BRIEF -
Reproduce each line of the listing exactly.

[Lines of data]
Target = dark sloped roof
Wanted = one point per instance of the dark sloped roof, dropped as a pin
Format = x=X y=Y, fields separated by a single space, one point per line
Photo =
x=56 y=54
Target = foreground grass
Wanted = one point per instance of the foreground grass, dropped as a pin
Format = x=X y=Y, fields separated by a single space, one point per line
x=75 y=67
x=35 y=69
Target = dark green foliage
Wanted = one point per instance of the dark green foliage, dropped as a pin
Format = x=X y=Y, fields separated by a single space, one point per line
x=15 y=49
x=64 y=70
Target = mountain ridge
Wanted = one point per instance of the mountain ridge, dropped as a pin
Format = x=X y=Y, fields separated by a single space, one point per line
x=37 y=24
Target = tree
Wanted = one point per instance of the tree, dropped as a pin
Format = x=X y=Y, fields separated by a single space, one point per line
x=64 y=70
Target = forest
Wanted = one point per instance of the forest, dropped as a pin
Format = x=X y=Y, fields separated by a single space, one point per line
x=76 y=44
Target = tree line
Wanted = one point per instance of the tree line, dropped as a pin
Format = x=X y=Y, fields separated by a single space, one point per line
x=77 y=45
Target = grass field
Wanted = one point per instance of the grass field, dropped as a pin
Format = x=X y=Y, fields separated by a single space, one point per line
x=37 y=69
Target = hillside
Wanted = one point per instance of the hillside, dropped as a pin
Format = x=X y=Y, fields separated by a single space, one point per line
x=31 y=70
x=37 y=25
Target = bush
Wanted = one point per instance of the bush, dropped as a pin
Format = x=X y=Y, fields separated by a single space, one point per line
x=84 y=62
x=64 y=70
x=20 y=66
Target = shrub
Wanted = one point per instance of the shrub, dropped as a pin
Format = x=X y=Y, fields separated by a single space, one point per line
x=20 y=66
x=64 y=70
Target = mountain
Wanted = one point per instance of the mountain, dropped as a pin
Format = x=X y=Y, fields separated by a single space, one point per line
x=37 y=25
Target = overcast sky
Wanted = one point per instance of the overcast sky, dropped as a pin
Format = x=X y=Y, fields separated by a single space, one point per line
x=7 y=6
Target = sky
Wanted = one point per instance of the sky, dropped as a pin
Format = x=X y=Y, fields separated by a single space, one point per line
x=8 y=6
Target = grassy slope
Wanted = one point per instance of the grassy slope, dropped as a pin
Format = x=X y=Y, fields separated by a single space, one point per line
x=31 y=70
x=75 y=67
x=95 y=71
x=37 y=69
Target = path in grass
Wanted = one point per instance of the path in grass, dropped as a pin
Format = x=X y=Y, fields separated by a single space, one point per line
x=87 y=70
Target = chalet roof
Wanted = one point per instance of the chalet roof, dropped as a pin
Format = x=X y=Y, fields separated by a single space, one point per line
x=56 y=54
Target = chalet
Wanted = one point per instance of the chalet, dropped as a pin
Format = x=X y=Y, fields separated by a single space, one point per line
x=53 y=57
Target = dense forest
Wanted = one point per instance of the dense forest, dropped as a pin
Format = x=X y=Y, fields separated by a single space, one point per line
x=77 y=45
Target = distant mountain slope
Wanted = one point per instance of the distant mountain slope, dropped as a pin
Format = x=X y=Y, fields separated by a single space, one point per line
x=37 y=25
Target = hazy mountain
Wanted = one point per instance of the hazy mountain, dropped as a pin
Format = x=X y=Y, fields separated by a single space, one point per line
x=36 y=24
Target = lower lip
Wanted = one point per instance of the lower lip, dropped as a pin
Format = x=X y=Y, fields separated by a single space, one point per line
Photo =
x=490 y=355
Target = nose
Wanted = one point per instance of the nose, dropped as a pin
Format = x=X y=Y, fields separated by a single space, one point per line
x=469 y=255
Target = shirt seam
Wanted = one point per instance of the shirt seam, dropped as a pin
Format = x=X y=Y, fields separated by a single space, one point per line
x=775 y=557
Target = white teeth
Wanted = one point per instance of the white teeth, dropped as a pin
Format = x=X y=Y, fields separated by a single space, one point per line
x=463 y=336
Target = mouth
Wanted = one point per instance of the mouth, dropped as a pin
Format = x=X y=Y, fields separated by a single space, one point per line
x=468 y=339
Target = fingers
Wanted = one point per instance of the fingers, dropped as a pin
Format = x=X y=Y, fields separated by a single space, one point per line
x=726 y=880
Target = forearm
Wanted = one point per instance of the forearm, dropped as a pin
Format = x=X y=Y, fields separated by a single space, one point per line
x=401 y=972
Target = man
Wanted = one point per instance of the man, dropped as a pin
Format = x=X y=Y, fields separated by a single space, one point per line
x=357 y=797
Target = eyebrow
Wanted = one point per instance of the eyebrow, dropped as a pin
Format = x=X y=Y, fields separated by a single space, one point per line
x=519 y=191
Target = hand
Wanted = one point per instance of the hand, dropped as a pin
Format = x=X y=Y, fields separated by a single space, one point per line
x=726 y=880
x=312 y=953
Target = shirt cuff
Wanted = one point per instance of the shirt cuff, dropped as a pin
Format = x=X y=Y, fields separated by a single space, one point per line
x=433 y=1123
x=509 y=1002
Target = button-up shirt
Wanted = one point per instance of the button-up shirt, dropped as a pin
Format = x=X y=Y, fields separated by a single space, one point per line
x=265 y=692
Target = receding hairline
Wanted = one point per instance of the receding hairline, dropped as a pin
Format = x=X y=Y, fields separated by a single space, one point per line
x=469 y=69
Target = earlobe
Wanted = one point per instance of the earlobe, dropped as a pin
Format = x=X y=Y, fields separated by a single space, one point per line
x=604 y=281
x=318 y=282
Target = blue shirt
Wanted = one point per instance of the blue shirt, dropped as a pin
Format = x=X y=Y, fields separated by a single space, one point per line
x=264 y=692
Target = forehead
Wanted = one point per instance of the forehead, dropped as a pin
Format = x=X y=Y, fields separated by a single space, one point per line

EXERCISE RESULT -
Target = dark sloped roof
Wanted = one point per instance of the dark sloped roof, dropped as a pin
Format = x=X y=Y, fields separated by a single space, one point per line
Photo =
x=56 y=54
Target = foreground grass
Wanted = one point per instance of the foreground grass, dropped as a pin
Format = x=X y=Y, fields separated by a single space, one point per line
x=75 y=67
x=35 y=69
Target = dark green foliage
Wanted = one point per instance of the dark green foliage, dropped as a pin
Format = x=X y=Y, fields separated by a single space, one point per line
x=15 y=49
x=64 y=70
Target = mountain ridge
Wanted = one point per instance of the mountain ridge, dropped as a pin
Format = x=X y=Y, fields separated by a single space, one point per line
x=37 y=24
Target = tree
Wanted = one point per instance of the tree, dropped as a pin
Format = x=X y=Y, fields separated by a single space, one point per line
x=64 y=70
Target = forest
Wanted = one point per instance of the forest, dropped as a pin
Format = x=X y=Y, fields separated by a single space, one point per line
x=76 y=44
Target = tree line
Wanted = one point per instance of the tree line, dropped as a pin
Format = x=X y=Y, fields separated by a single space, one point per line
x=77 y=45
Target = grass field
Wanted = one point per instance of the grass field, dropped as a pin
Format = x=X y=Y, fields separated by a single space, one point per line
x=37 y=69
Target = hillside
Wanted = one point per instance of the hillside, dropped as a pin
Format = x=X y=Y, fields separated by a single space, one point per line
x=31 y=70
x=37 y=25
Target = bush
Wanted = one point per instance of the bush, dropped as a pin
Format = x=X y=Y, fields separated by a single space, one point per line
x=84 y=62
x=64 y=70
x=20 y=66
Target = shrub
Wanted = one point per instance of the shrub, dropped as a pin
Format = x=X y=Y, fields separated by a single space, one point per line
x=20 y=66
x=64 y=70
Target = mountain
Wanted = one point per instance of the mountain, dropped as a pin
Format = x=X y=Y, fields separated by a single space, one point per line
x=37 y=25
Target = overcast sky
Wanted = one point per instance of the overcast sky, dropped as a pin
Format = x=X y=Y, fields separated by a single space, one point per line
x=7 y=6
Target = sky
Wanted = one point per instance of the sky, dropped as a pin
Format = x=X y=Y, fields separated by a single space, one point per line
x=8 y=6
Target = grassy slope
Wanted = one point per instance of the grassy slope, dropped as a pin
Format = x=X y=Y, fields separated by a single space, one point per line
x=31 y=70
x=75 y=67
x=95 y=71
x=37 y=69
Target = path in grass
Wanted = one point per instance of the path in grass, dropped as a pin
Format = x=X y=Y, fields separated by a single space, one point per line
x=87 y=70
Target = chalet roof
Wanted = one point per instance of the chalet roof, dropped as a pin
Format = x=X y=Y, fields separated by a single space, one point per line
x=56 y=54
Target = chalet
Wanted = one point per instance of the chalet, dropped as a pin
Format = x=X y=Y, fields separated by a single space, one point per line
x=53 y=57
Target = dense forest
Wanted = one point per instance of the dense forest, dropped as a pin
Format = x=X y=Y, fields separated by a single space, one point per line
x=77 y=45
Target = distant mountain slope
Wanted = one point per instance of the distant mountain slope, dropped as a pin
Format = x=X y=Y, fields separated by a single space, one point per line
x=37 y=25
Target = hazy mountain
Wanted = one point per instance of the hazy mountain, dropped as a pin
Format = x=X y=Y, fields separated by a single space, one point per line
x=36 y=24
Target = lower lip
Wanted = one point per instance of the lower lip, dropped as a pin
Format = x=X y=Y, fields separated by a single space, one point per line
Photo =
x=490 y=355
Target = nose
Wanted = one point per instance of the nose, dropped as a pin
Format = x=X y=Y, fields separated by a single space, one point per line
x=469 y=255
Target = shirt seam
Wanted = one point per instance of the shirt seam, dropped as a pin
Format = x=X y=Y, fields separated by a single space, one point per line
x=775 y=557
Target = white teeth
Wanted = one point per instance of the white teeth, dropped as a pin
Format = x=X y=Y, fields separated by a single space, one point per line
x=463 y=336
Target = mouth
Wanted = one point per instance of the mouth, dropped as a pin
Format = x=X y=Y, fields separated by a single space, one point per line
x=468 y=339
Target = fingers
Wanted = one point per instance of the fingers, dropped as a pin
Format = x=X y=Y, fields separated by a single space, one point per line
x=726 y=880
Target = forearm
Wanted = one point per instance of the forearm, dropped as a pin
Format = x=X y=Y, fields separated by a single space, one point per line
x=401 y=972
Target = man
Wanted = one point per instance of the man, dropped as a pin
Format = x=X y=Y, fields separated by a single space, one point per line
x=357 y=797
Target = eyebrow
Wanted = one point per instance of the eyebrow, dropped as a pin
Format = x=X y=Y, fields separated by a single space, one point per line
x=519 y=191
Target = hand
Wanted = one point per instance of the hand, dropped as a pin
Format = x=X y=Y, fields separated by a single space, one point per line
x=726 y=880
x=312 y=953
Target = shirt cuff
Wanted = one point per instance of the shirt cuff, dropped as a pin
Format = x=X y=Y, fields separated by a single space, one point per line
x=433 y=1123
x=509 y=1002
Target = button-up shirt
Wanted = one point per instance of the button-up shirt, dropped as a pin
Format = x=X y=Y, fields separated by a single space, one point per line
x=265 y=692
Target = receding hairline
Wanted = one point per instance of the receding hairline, dropped as a pin
Format = x=X y=Y, fields separated by a single space, one point per line
x=469 y=69
Target = earlobe
Wanted = one point per instance of the earlobe, dropped as a pin
Format = x=X y=Y, fields separated by a single space, one point per line
x=604 y=281
x=318 y=282
Target = blue shirt
Wanted = one point per instance of the blue shirt, dropped as a pin
Format = x=X y=Y, fields separated by a single space, one point per line
x=264 y=692
Target = forehead
Wanted = one point per instance of the forehead, dropped as a pin
Format = x=X y=Y, fields separated by a single space, one point per line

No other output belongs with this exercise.